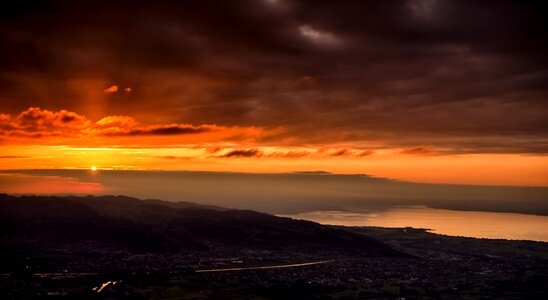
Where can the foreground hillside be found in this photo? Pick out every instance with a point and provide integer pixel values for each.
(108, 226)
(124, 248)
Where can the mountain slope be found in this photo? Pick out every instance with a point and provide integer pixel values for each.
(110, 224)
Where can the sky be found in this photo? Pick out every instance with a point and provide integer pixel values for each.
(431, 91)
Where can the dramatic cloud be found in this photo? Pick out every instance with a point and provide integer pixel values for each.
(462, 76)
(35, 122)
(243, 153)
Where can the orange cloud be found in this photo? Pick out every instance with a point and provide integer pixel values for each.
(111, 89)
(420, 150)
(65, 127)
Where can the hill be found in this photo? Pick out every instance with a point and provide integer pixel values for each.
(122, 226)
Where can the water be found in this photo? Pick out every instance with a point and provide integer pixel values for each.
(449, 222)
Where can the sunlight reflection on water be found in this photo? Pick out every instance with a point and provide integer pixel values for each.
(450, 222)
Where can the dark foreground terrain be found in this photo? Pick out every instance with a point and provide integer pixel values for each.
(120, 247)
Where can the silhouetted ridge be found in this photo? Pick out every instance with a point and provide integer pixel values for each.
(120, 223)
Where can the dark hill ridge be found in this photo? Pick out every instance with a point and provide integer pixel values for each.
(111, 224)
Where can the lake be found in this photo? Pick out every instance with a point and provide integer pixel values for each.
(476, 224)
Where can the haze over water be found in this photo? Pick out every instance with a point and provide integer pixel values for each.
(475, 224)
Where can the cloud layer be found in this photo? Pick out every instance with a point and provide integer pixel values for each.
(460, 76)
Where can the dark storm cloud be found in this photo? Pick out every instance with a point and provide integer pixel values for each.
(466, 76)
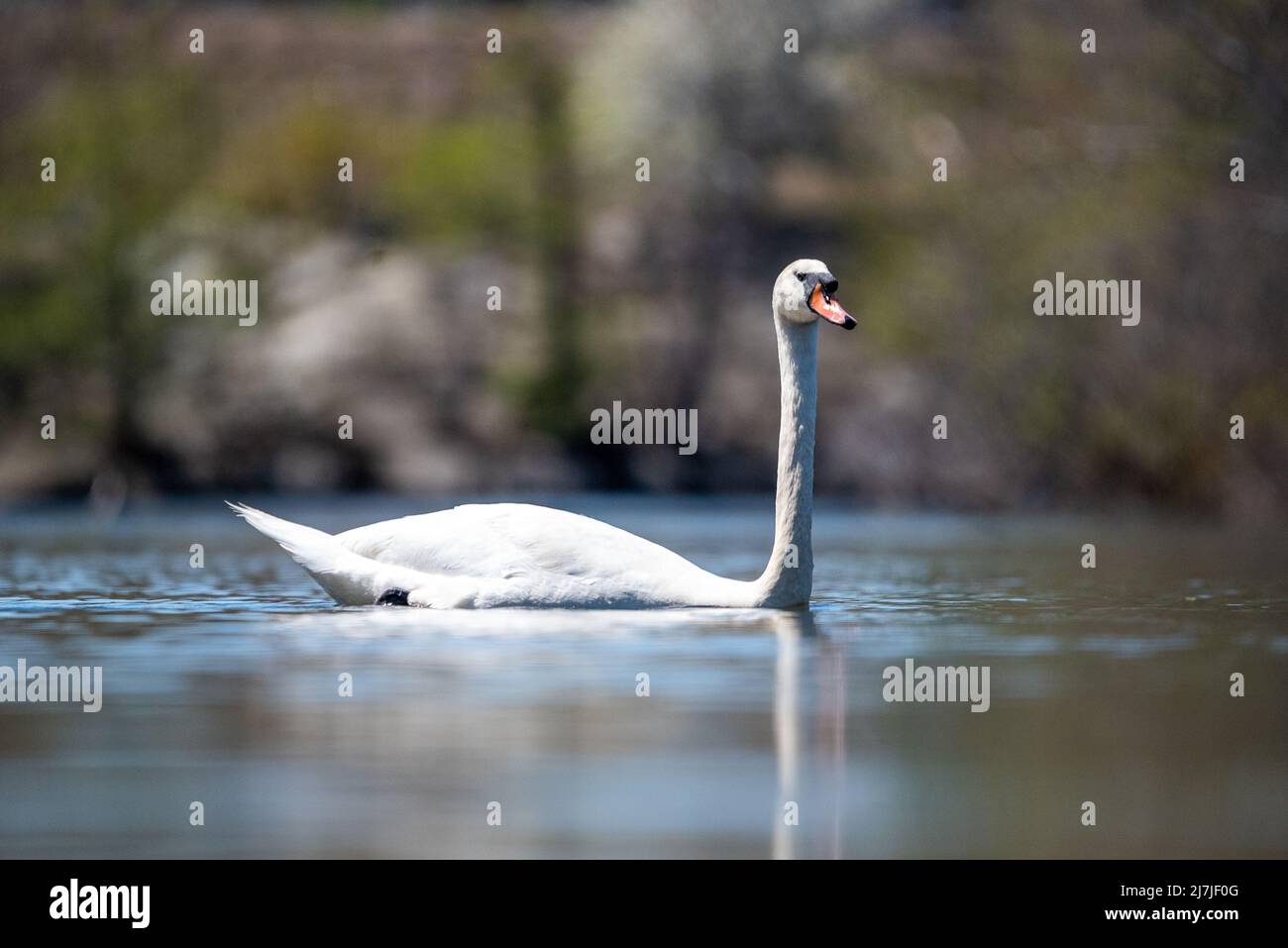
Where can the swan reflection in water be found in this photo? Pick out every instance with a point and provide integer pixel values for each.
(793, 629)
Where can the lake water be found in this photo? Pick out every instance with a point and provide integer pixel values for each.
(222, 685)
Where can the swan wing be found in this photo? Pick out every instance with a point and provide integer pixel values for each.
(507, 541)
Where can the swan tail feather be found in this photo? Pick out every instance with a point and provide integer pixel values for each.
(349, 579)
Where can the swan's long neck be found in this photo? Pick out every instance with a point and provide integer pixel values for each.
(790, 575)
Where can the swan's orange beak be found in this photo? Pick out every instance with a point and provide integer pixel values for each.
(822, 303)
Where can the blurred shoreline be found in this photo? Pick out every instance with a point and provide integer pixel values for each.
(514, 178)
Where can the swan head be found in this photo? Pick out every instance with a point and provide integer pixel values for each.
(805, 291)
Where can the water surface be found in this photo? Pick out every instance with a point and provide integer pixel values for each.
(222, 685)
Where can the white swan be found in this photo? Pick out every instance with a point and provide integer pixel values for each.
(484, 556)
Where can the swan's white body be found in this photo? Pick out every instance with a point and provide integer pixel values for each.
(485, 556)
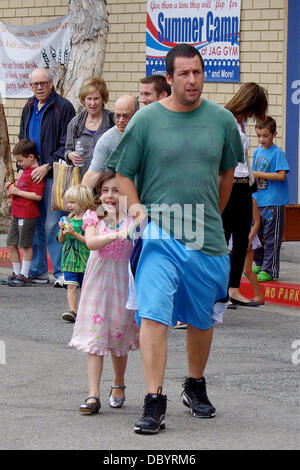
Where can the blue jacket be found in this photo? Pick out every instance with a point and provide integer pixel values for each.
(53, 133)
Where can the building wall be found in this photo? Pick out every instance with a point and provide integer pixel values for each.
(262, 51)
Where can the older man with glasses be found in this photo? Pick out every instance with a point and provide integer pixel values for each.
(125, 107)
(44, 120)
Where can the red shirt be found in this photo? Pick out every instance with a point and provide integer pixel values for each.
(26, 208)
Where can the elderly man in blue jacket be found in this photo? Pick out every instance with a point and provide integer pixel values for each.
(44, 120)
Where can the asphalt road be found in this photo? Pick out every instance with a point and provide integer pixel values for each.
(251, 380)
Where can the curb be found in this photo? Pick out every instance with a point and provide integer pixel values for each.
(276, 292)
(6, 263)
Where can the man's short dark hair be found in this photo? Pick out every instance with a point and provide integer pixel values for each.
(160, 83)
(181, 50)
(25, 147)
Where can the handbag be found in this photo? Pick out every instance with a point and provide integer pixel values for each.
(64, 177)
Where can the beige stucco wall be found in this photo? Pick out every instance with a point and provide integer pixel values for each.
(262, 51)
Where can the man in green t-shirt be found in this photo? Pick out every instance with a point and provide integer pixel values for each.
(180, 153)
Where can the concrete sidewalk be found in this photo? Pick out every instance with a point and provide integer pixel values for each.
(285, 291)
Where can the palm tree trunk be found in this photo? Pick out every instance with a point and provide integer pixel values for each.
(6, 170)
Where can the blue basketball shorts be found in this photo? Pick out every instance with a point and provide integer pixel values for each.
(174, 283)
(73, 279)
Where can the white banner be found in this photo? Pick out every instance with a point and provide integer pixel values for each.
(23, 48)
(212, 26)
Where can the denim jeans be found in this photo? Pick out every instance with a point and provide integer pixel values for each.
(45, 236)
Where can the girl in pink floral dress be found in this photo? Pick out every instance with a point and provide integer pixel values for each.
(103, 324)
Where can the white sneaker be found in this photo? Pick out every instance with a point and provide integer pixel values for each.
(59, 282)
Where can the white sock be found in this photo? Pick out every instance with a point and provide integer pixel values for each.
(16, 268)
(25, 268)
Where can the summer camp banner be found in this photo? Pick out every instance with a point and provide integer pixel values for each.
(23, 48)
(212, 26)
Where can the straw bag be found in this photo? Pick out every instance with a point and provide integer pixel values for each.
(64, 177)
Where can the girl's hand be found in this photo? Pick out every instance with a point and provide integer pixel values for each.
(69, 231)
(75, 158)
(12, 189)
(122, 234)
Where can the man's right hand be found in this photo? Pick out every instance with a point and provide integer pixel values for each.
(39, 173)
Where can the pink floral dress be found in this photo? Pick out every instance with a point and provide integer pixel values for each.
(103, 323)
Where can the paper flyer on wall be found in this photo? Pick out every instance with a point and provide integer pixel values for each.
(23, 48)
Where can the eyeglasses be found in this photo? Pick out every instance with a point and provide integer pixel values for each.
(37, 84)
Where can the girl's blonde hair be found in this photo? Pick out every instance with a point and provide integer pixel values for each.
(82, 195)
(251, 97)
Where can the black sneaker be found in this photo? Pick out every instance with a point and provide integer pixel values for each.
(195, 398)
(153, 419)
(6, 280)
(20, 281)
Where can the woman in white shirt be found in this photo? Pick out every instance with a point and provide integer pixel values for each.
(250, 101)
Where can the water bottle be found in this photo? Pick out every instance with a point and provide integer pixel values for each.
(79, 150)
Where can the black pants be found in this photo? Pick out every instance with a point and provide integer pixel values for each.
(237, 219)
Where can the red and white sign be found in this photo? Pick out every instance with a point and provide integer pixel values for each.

Short problem
Exactly as written, give the line containing "Where can the black sneaker" and all remaining lines of the records.

Answer for this exercise
Where can the black sneaker be found in this photo? Pick out every instance with a point and provide integer pixel values for each.
(195, 398)
(153, 419)
(6, 280)
(20, 281)
Where can the woman in white shirt be found in this photo? Pick out every instance with a point and provide integer pixel values for each.
(250, 101)
Where can the water bottle be found in this photo? Pick out every instance with a point and provide integer pixel values for each.
(79, 150)
Where can the black pants be found in this photo? Pick out every instance with a point and provide integer pixel values for each.
(237, 219)
Where can the red and white sign be found in this photo? Pick out every instance with a point and provide integer pixel values for each.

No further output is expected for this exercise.